* [DOCUMENT SEGMENT]
Accordingly, interest has increased in the potential use of some amount of synthetic fibers such as polyester in cores and potentially in cores formed by airlaid processes. Polyester appears to bring a combination of acquisition and absorption in one layer, an equivalent performance to fluff at lower weight fabrics, improved performance at equivalent weight fabrics, the opportunity to eliminate an acquisition layer in a diaper, and the opportunity to potentially avoid fluff collapse. Synthetic fibers also deliver additional product attributes, such as loft, resilience and the capacity to be embossed.

Although the use of airlaid cores in the feminine hygiene market has recently increased, it is generally accepted that widespread adoption of airlaid diaper cores might represent the most significant potential market. Although some smaller diaper manufacturers are using airlaid cores, the larger manufacturers have not yet participated because the change would mean a significant reconfiguration of their production equipment. A project for a complete airlaid plant could require more than 20,000 engineering hours combined with extensive trials in order to come up with the correct design of the equipment.

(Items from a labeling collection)
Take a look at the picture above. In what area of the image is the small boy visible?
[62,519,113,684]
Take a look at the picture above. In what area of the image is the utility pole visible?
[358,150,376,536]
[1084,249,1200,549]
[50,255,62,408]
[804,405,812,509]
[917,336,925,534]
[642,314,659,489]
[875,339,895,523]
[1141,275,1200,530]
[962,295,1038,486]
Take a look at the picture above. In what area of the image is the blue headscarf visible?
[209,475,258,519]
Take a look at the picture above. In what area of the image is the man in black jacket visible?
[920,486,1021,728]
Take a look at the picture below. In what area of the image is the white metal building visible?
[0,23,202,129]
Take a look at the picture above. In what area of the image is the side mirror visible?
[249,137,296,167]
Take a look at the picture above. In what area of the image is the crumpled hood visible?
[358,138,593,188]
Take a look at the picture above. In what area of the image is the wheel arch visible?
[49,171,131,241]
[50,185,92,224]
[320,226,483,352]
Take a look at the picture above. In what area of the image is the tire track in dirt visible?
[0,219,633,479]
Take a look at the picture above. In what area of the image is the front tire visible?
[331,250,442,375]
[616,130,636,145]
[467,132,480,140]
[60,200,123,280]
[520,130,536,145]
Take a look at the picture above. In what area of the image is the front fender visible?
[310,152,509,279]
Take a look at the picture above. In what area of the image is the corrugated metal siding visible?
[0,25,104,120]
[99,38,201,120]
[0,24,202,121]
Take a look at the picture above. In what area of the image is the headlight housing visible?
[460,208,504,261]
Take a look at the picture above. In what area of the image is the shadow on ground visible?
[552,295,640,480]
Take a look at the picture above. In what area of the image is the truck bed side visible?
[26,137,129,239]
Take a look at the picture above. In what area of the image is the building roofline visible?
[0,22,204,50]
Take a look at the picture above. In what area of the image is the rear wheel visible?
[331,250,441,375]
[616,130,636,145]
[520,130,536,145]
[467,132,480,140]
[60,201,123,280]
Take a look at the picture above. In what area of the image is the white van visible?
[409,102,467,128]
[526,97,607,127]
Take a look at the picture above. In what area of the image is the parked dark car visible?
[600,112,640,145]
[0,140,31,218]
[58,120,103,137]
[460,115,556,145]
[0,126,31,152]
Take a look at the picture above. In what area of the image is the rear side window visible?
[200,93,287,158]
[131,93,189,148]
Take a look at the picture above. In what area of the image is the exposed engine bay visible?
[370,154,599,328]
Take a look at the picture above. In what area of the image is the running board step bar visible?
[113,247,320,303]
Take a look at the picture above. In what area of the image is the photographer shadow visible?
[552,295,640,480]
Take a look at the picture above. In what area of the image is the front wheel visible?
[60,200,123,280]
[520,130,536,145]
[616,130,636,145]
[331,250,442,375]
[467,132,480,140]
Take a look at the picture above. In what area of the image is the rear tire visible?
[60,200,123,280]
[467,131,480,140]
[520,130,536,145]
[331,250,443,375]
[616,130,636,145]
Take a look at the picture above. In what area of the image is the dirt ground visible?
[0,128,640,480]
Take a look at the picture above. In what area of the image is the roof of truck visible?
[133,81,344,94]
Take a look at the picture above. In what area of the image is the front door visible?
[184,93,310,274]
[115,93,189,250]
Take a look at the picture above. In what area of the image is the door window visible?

* [WRITTEN TASK]
Please state how many engineering hours a complete airlaid plant project could require, according to the passage on airlaid cores.

* [RESULT OF THIS TASK]
More than 20,000 engineering hours.